= DATA SUPPLIED =

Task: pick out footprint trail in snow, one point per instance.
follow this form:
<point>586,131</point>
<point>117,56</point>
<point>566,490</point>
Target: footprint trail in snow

= EXERCISE INSTRUCTIONS =
The required output is all of the material, word for word.

= WRITTEN REPLY =
Task: pick out footprint trail in snow, one point per instance.
follow this form:
<point>586,131</point>
<point>117,56</point>
<point>566,490</point>
Target: footprint trail in snow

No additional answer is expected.